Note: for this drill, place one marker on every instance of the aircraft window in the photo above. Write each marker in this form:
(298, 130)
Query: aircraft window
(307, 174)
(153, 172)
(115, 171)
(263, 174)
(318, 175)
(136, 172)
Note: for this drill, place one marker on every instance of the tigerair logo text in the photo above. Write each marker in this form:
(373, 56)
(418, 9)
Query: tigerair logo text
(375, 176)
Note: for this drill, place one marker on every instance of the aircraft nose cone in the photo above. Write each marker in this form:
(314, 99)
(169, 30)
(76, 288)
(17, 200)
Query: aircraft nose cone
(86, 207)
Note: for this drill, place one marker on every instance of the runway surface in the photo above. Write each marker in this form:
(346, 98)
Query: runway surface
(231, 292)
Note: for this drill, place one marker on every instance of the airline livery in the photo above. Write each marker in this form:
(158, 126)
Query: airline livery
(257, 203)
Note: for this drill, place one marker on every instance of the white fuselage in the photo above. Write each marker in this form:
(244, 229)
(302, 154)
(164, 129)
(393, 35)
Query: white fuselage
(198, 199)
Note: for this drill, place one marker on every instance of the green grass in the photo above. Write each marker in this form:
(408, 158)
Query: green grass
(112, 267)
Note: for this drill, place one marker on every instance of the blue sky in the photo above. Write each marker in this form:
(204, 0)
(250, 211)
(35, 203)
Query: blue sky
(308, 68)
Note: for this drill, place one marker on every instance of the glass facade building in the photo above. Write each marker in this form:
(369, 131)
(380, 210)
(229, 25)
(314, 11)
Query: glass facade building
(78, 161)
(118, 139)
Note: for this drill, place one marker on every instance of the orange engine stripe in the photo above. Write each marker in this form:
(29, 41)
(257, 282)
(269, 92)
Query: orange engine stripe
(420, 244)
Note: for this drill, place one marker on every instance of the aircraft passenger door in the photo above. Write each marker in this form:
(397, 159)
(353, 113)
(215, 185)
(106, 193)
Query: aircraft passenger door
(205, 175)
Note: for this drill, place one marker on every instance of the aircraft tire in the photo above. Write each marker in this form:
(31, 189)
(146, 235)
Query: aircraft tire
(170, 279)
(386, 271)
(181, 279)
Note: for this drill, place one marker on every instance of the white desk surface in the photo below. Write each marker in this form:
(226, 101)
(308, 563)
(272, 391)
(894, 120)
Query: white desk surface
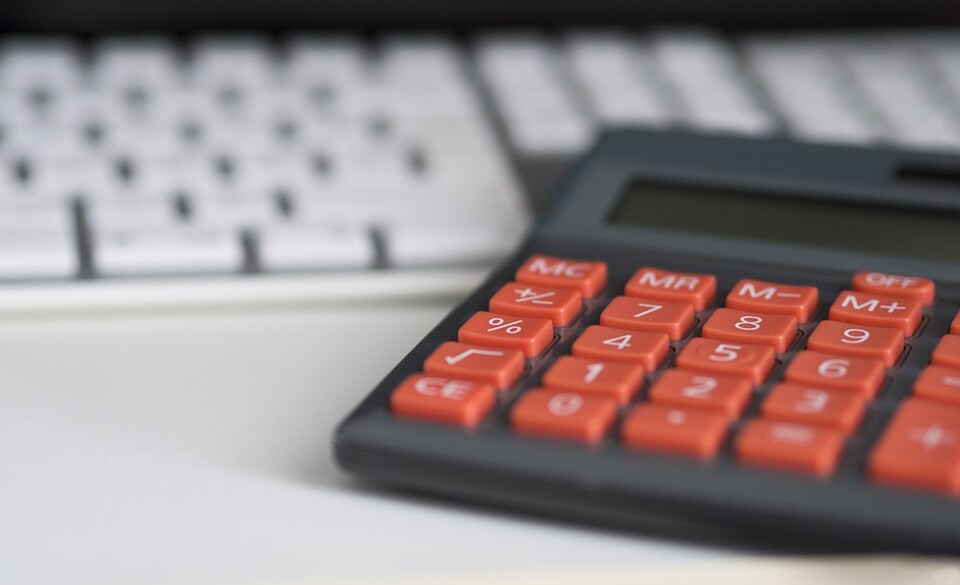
(194, 448)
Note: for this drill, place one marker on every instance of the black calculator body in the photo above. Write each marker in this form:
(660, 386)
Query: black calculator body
(848, 431)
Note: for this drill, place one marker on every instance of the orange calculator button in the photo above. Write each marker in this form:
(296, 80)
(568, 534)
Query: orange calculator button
(877, 310)
(721, 357)
(823, 370)
(641, 347)
(771, 297)
(674, 319)
(587, 277)
(789, 446)
(500, 367)
(938, 383)
(528, 334)
(576, 416)
(801, 404)
(920, 448)
(674, 429)
(882, 343)
(893, 285)
(560, 305)
(443, 399)
(947, 352)
(619, 380)
(664, 285)
(777, 331)
(726, 394)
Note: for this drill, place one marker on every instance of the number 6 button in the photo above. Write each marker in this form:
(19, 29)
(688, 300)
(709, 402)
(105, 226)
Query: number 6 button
(708, 355)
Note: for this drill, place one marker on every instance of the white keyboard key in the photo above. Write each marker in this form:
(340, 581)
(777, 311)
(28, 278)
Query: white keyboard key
(172, 251)
(141, 63)
(709, 82)
(618, 79)
(318, 62)
(36, 256)
(286, 247)
(447, 243)
(810, 88)
(898, 87)
(232, 62)
(39, 64)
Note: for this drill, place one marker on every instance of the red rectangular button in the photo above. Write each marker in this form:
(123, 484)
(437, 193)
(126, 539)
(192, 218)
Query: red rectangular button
(878, 311)
(664, 285)
(894, 285)
(642, 347)
(938, 383)
(801, 404)
(674, 429)
(720, 357)
(789, 446)
(575, 416)
(674, 319)
(822, 370)
(772, 297)
(920, 448)
(500, 367)
(560, 305)
(726, 394)
(777, 331)
(441, 399)
(947, 352)
(587, 277)
(882, 343)
(619, 380)
(529, 335)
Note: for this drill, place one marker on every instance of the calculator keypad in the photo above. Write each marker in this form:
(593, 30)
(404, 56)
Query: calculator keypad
(768, 377)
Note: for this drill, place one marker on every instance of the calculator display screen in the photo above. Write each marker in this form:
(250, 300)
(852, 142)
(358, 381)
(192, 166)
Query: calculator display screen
(781, 218)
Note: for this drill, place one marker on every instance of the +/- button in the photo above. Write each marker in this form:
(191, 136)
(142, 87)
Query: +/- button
(672, 318)
(894, 285)
(560, 305)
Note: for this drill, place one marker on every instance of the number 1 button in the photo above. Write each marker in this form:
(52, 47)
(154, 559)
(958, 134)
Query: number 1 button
(642, 347)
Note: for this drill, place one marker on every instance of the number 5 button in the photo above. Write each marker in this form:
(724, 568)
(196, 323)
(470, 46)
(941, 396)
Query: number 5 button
(743, 359)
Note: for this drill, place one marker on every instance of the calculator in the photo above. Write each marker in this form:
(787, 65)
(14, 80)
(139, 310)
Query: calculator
(703, 335)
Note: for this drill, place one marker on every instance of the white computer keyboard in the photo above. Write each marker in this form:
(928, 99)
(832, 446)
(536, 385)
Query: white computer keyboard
(215, 168)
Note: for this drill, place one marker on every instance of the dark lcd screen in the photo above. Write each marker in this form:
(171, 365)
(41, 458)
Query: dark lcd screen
(778, 218)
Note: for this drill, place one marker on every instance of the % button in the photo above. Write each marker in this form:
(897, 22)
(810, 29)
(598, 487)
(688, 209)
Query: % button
(529, 335)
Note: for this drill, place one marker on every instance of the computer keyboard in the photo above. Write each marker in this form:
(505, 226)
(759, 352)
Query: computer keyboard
(212, 168)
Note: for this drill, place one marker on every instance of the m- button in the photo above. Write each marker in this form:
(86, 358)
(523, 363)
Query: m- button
(587, 277)
(876, 310)
(769, 297)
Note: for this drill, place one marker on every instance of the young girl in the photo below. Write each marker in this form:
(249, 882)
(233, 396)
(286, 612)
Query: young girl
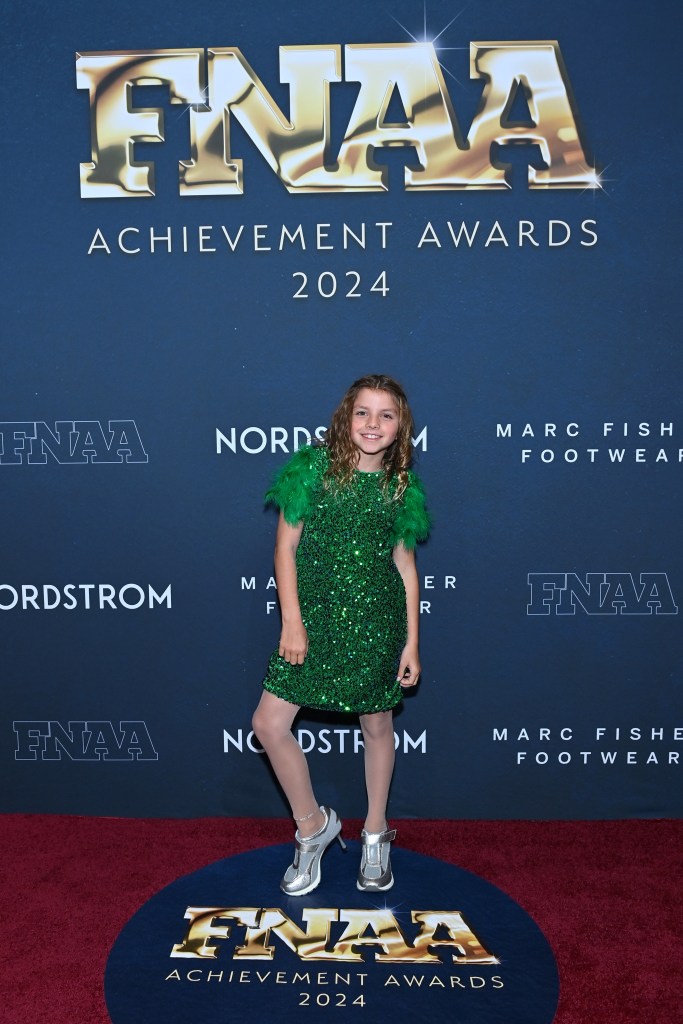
——
_What needs to be done_
Please find every line of the data above that contains the word "livery", and copy each of those lines in full.

_Exercise answer_
Note: for this drill, place one marker on every instance of the airline livery in the photo above. Write each marker in this form:
Query: airline livery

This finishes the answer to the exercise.